[Items listed in a dataset]
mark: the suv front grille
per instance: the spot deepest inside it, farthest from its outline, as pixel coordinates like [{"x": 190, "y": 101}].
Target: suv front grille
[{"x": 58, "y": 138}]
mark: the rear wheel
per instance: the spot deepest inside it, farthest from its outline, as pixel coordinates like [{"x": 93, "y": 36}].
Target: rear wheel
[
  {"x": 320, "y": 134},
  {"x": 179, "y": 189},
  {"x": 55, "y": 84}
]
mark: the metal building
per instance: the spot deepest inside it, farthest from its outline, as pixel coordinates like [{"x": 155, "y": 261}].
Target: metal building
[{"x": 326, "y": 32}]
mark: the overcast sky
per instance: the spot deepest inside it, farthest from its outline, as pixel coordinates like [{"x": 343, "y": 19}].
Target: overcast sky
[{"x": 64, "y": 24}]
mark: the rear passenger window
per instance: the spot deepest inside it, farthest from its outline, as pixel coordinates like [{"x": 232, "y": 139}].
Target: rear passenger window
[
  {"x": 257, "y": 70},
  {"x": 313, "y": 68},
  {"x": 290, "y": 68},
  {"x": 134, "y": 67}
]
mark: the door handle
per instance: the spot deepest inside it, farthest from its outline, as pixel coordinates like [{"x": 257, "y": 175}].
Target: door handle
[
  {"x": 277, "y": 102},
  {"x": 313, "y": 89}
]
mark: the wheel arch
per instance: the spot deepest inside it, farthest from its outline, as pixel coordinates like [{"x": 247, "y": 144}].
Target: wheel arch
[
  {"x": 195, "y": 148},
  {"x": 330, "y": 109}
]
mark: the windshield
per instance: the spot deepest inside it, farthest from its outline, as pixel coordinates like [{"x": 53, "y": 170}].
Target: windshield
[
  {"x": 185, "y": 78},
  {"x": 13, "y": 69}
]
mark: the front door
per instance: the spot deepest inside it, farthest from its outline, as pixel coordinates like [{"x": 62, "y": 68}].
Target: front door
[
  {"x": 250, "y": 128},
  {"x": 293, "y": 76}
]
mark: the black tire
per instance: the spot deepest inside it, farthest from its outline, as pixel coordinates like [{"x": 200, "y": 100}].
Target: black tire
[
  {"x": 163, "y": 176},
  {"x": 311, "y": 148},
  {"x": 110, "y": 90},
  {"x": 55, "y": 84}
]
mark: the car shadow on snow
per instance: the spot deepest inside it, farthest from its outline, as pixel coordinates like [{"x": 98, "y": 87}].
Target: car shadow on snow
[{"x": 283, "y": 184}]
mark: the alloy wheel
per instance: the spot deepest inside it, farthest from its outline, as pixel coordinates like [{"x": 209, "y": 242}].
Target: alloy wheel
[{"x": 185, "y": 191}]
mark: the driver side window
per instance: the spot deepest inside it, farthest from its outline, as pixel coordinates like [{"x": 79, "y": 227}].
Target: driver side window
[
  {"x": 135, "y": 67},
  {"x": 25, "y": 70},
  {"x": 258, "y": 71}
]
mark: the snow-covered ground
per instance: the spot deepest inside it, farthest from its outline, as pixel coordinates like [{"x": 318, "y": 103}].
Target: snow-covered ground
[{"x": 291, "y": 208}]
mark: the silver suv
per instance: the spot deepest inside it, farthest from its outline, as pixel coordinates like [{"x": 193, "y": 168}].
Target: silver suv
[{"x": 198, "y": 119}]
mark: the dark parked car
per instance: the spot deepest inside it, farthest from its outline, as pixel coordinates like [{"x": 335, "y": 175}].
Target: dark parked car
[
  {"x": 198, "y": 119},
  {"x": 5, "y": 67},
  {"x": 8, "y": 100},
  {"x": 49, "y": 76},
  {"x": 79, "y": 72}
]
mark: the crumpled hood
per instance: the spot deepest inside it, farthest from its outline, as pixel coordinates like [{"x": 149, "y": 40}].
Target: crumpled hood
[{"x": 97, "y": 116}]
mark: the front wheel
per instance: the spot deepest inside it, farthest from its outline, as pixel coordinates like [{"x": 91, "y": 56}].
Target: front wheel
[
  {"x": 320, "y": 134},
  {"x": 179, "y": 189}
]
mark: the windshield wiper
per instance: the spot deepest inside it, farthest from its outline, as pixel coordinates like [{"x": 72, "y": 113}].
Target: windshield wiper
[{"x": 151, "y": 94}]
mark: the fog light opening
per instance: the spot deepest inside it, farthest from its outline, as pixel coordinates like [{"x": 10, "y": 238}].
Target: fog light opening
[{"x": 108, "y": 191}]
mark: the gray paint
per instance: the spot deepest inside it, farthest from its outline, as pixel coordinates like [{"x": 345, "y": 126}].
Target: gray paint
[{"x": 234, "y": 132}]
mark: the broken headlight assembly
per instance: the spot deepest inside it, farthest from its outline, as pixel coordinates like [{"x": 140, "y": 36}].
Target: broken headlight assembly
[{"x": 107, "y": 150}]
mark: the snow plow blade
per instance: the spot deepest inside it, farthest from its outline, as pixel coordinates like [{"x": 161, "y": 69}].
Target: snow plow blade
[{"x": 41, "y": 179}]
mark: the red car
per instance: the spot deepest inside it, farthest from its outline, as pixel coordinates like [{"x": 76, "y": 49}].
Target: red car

YOUR INSTRUCTIONS
Copy every row above word for word, keeping each line as it stands.

COMPLETE ANSWER
mark: the suv front grille
per instance: the spot deepest inside it, farthest from its outline, as pixel coordinates like [{"x": 190, "y": 101}].
Target: suv front grille
[{"x": 58, "y": 138}]
mark: the rear wheel
per instance: the spot deepest inside it, farthest from its outline, as pixel coordinates like [{"x": 93, "y": 36}].
Target: rear wheel
[
  {"x": 320, "y": 134},
  {"x": 179, "y": 189},
  {"x": 55, "y": 84}
]
mark: the metal building
per instance: the spot deepest inside it, farthest from its outline, as pixel coordinates like [{"x": 155, "y": 261}].
Target: metal building
[{"x": 326, "y": 32}]
mark: the overcast sky
per instance: the spot deepest inside it, farthest from its outline, as pixel coordinates like [{"x": 343, "y": 19}].
Target: overcast sky
[{"x": 64, "y": 24}]
mark: the rear passenger window
per instance: the spot deepest inside it, farthest from its outline, as pixel coordinates like [{"x": 232, "y": 139}].
Target: rear passenger window
[
  {"x": 257, "y": 70},
  {"x": 313, "y": 68},
  {"x": 290, "y": 68},
  {"x": 134, "y": 67}
]
mark: the door handle
per instance: the spot deepest inside it, farthest from its outline, as pixel coordinates like [{"x": 257, "y": 175}].
Target: door handle
[
  {"x": 277, "y": 102},
  {"x": 313, "y": 89}
]
mark: the wheel arch
per instance: the spot deepest inside it, farthest from its outline, as pixel coordinates like [{"x": 247, "y": 144}].
Target: wheel arch
[
  {"x": 195, "y": 148},
  {"x": 330, "y": 109}
]
mark: the windshield
per instance: the spot deepest inside it, farthest from its outline, as pixel coordinates like [{"x": 53, "y": 170}].
Target: windshield
[
  {"x": 185, "y": 78},
  {"x": 13, "y": 69}
]
mark: the front door
per instance: the spot deepest inside it, farthest from its outline, as pixel coordinates like [{"x": 62, "y": 68}].
Target: front door
[
  {"x": 250, "y": 128},
  {"x": 293, "y": 76}
]
mark: the black tire
per instance: the spot deepest inside it, farthest from its outline, as pixel coordinates like [{"x": 200, "y": 100}].
Target: black tire
[
  {"x": 163, "y": 176},
  {"x": 311, "y": 148},
  {"x": 110, "y": 90},
  {"x": 55, "y": 84}
]
mark: the car shadow on snow
per instance: the spot deepest inside it, farthest from its outline, as pixel coordinates like [{"x": 98, "y": 87}].
Target: car shadow on snow
[{"x": 283, "y": 184}]
mark: the alloy wheel
per instance: the spot deepest inside it, farthest from its outline, as pixel coordinates like [{"x": 209, "y": 242}].
Target: alloy wheel
[{"x": 185, "y": 191}]
mark: the driver side window
per instance: the spot deepest inside it, farthest from its outline, as pixel coordinates like [{"x": 79, "y": 227}].
Target: driver side window
[
  {"x": 135, "y": 67},
  {"x": 25, "y": 70},
  {"x": 258, "y": 71}
]
mark: the snow-covered ground
per instance: the spot deepest inside it, farthest from its outline, as pixel coordinates like [{"x": 318, "y": 103}].
Target: snow-covered ground
[{"x": 291, "y": 208}]
mark: the silver suv
per instance: the spot deepest inside it, farthest from its outline, as pixel coordinates like [{"x": 193, "y": 168}].
Target: silver suv
[{"x": 198, "y": 119}]
mark: the dark parked car
per instance: the spot deepest inside it, farthest from its outline, as pixel coordinates like [{"x": 335, "y": 175}].
Target: dark parked car
[
  {"x": 198, "y": 119},
  {"x": 5, "y": 67},
  {"x": 8, "y": 100},
  {"x": 49, "y": 76},
  {"x": 79, "y": 72}
]
mark: the crumpled hood
per instance: the spot deepest inside it, farthest from its outline, as pixel coordinates like [{"x": 149, "y": 40}].
Target: crumpled hood
[{"x": 97, "y": 116}]
mark: the front wheel
per instance: the spot deepest inside it, farthest from its outline, as pixel coordinates like [{"x": 91, "y": 56}].
Target: front wheel
[
  {"x": 320, "y": 134},
  {"x": 179, "y": 189}
]
mark: the windshield wiper
per instance: the spot deepest inside it, farthest from its outline, as pixel coordinates like [{"x": 72, "y": 113}].
Target: windshield wiper
[{"x": 151, "y": 94}]
mark: the fog light opening
per instance: the spot deepest inside it, farthest from its outline, as pixel coordinates like [{"x": 10, "y": 238}].
Target: fog light opening
[{"x": 108, "y": 191}]
mark: the gray paint
per instance: the spot deepest inside it, farthest from its outline, as pixel coordinates like [{"x": 345, "y": 126}].
Target: gray paint
[{"x": 234, "y": 132}]
mark: the broken headlight assembly
per instance: the spot deepest inside it, farthest from its outline, as pixel coordinates like [{"x": 140, "y": 36}].
Target: broken headlight assembly
[{"x": 107, "y": 150}]
mark: the snow plow blade
per instance: the spot deepest inside it, farthest from its outline, as pixel coordinates like [{"x": 161, "y": 69}].
Target: snow plow blade
[{"x": 41, "y": 179}]
mark: the red car
per instance: the spot deepest inside it, farthest from its outline, as pixel coordinates like [{"x": 76, "y": 49}].
Target: red car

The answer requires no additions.